** BEGIN **
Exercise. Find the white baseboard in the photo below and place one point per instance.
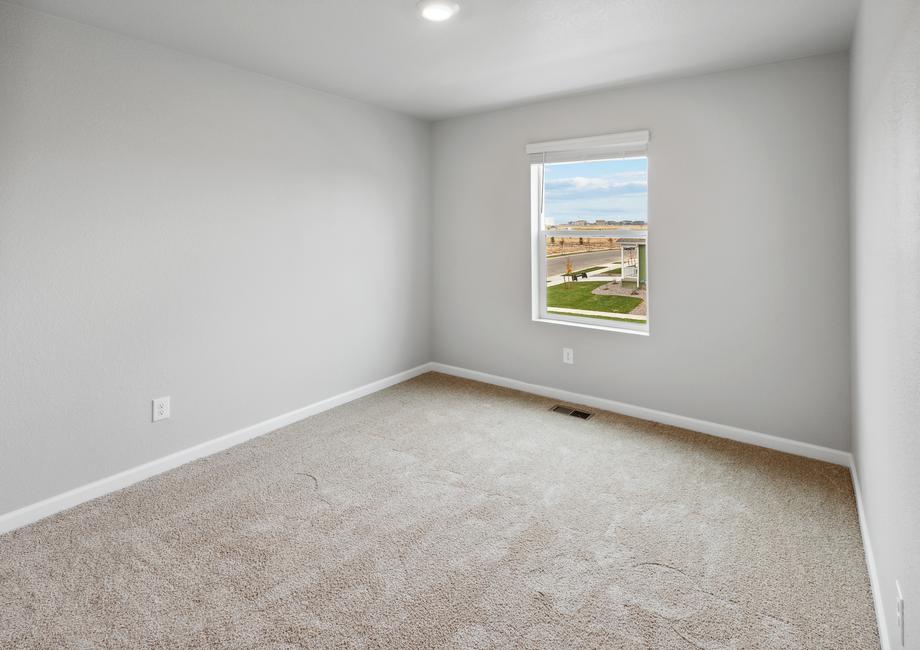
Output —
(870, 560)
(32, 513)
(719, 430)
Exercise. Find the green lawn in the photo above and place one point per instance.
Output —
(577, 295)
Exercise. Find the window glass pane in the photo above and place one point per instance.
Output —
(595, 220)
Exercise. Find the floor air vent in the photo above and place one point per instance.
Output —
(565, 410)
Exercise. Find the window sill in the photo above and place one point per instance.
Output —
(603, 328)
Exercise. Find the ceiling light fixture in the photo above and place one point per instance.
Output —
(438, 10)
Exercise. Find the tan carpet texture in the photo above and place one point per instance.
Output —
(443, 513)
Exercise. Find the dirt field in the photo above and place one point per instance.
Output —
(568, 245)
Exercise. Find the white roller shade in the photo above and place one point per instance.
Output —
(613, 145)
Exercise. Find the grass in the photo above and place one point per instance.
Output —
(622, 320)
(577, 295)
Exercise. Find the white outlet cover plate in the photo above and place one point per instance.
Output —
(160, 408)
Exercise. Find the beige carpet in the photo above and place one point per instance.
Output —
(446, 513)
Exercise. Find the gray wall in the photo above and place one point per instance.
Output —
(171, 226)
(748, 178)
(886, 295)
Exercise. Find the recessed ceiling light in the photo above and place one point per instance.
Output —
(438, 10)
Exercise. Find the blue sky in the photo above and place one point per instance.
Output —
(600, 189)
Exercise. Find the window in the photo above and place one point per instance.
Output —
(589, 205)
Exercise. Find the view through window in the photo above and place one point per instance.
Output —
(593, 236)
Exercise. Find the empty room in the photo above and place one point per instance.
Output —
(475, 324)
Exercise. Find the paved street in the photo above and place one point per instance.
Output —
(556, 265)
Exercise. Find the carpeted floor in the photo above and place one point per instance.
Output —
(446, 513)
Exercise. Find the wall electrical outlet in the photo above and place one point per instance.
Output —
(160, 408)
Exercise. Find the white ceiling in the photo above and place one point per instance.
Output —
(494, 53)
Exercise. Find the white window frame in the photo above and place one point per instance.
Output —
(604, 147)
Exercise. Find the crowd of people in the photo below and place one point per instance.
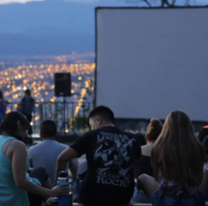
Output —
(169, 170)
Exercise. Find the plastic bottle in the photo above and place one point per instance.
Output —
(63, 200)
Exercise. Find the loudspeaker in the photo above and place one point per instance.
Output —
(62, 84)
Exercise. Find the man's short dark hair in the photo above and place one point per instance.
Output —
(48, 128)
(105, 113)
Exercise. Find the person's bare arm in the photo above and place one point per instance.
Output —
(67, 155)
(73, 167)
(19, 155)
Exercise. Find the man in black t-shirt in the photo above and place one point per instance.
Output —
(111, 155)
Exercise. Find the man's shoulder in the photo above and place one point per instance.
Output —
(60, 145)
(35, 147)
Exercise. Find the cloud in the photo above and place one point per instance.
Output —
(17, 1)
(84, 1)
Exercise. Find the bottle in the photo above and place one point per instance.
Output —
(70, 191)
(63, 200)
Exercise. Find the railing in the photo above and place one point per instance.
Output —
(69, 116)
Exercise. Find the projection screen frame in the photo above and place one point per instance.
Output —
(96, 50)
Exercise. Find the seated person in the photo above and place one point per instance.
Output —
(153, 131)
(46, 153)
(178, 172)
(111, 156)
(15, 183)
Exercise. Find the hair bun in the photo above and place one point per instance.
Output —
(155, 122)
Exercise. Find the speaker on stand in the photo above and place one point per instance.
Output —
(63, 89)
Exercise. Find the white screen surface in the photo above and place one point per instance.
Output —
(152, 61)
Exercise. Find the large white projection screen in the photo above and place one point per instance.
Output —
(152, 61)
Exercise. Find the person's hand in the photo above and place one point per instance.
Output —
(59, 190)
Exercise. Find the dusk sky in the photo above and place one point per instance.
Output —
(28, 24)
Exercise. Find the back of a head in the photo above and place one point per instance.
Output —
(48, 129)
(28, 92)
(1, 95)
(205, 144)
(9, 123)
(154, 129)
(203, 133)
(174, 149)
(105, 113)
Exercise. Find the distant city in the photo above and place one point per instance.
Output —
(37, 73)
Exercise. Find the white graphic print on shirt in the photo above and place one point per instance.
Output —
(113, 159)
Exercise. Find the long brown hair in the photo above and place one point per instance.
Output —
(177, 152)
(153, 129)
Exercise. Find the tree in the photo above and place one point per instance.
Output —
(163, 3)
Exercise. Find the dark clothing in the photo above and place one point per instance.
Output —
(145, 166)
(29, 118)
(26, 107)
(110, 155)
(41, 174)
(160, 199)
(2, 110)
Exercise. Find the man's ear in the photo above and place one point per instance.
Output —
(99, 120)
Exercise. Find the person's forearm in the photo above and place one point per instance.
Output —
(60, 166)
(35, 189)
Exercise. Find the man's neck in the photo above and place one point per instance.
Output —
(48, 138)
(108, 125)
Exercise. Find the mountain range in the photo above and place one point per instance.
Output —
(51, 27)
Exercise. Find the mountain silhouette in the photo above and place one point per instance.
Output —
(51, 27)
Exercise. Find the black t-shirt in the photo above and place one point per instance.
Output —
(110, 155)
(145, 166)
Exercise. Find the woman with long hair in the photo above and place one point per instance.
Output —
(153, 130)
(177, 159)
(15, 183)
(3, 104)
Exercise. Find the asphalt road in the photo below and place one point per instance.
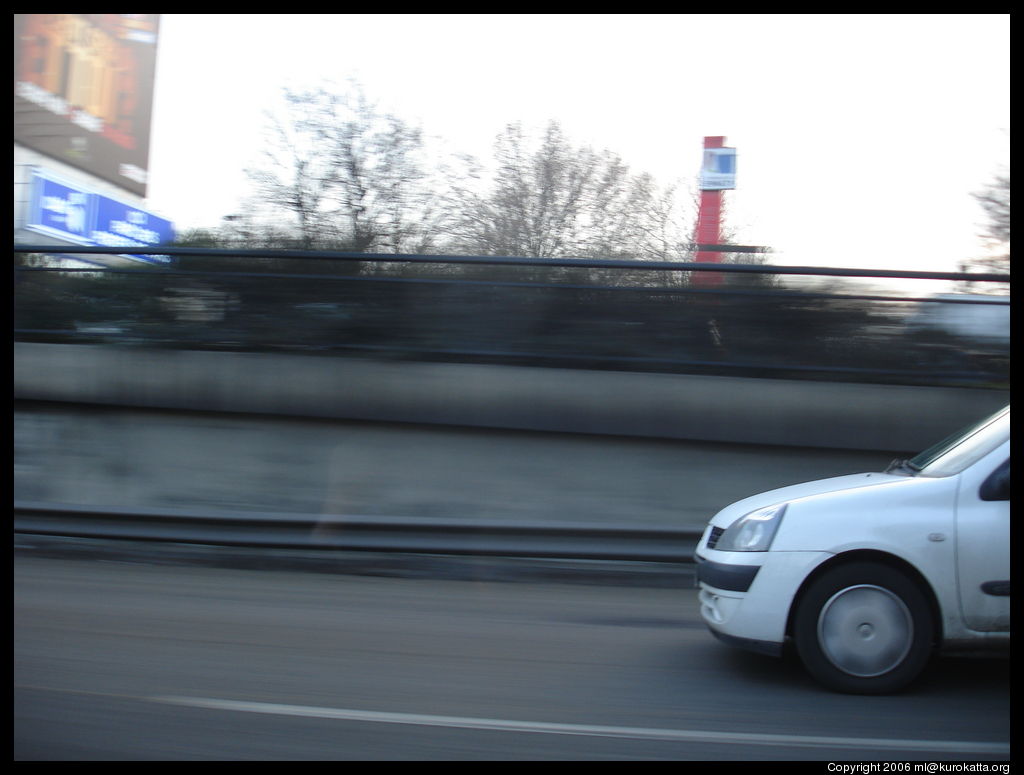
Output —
** END **
Goal - Print, exactly and only, the lines running from the line with "Exercise. Find the back" through the last line of the data, including both. Skip any picture.

Response for this exercise -
Exercise. Find the back of a head in the photo above and place one point per instance.
Output —
(48, 129)
(28, 92)
(1, 95)
(205, 144)
(9, 123)
(154, 129)
(203, 133)
(174, 149)
(105, 113)
Exercise. Find the distant city in the photo above and place one point per instance.
Output —
(37, 73)
Exercise. Find the white graphic print on shirt in the photo above and place one point per instance.
Output —
(113, 159)
Exercise. Find the long brown hair in the photo above and place one point per instance.
Output —
(177, 152)
(153, 129)
Exercise. Find the tree in the photo above and place one point per instance.
Output —
(163, 3)
Exercise. Find the dark clothing in the photo above and place one point per instance.
Output —
(145, 166)
(29, 118)
(26, 107)
(110, 155)
(41, 174)
(160, 199)
(2, 110)
Exercise. Find the man's ear in the photo above and place one point per instance.
Output —
(99, 120)
Exercise. Find the person's forearm in the photo above and place one point per instance.
Output —
(60, 166)
(35, 189)
Exercise. Find the man's neck in the photo above and place one point per instance.
Output —
(48, 138)
(108, 125)
Exercise. Find the mountain range in the photo above and place one point per instance.
Output —
(51, 27)
Exercise. Find the mountain silhouette in the photo above and place one point per instance.
Output —
(51, 27)
Exercise. Find the black t-shirt in the photo above and place one point per instance.
Output —
(110, 155)
(145, 166)
Exercise. Find the woman with long hair in the photo above and place one point per instance.
Output —
(153, 130)
(177, 159)
(15, 183)
(3, 104)
Exercise. Find the asphalt road in the photo below and place one point per instance.
Output —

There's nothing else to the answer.